**Task goal:** Render the stretch of the entries below, from the line containing "Wildlife-tally request: put a marker on the green" through the last line of the entries, as a numbered list, with both ends included and any blank lines omitted.
-------------------------
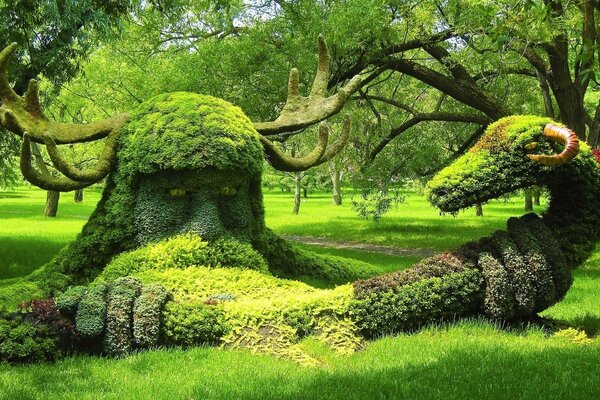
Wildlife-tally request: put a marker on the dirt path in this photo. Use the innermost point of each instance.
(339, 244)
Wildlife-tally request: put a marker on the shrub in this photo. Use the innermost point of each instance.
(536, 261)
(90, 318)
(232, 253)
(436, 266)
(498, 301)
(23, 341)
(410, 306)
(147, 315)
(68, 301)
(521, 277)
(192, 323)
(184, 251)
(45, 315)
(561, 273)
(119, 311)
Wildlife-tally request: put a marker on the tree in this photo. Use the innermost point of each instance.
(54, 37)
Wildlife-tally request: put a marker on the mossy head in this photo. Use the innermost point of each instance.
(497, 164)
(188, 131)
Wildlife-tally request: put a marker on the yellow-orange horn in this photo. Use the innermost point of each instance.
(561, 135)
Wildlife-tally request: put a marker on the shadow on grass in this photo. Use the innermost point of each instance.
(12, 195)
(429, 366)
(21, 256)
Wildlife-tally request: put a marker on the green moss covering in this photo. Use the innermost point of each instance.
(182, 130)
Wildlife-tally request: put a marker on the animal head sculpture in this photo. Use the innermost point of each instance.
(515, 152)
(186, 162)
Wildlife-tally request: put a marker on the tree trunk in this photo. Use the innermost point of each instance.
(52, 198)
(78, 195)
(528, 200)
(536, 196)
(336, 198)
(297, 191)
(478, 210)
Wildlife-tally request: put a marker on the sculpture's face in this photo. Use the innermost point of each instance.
-------------------------
**Reply:**
1. Wildlife-tally request: put a marker on the green moss covering in this photo. Use the innermost point of each instance.
2. (182, 130)
3. Wildlife-tally request: put a marker on the animal head sculpture in this photo. Use the innermost point of each instance.
4. (515, 152)
5. (186, 162)
6. Wildlife-tally request: put a marker on the tree trunk in this photo. Use the innermost point of each instance.
7. (52, 198)
8. (78, 195)
9. (528, 200)
10. (536, 196)
11. (336, 198)
12. (297, 191)
13. (478, 210)
14. Wildlife-tally request: put a marker on the sculpture's face in this photo. Use the innermost point of each instance.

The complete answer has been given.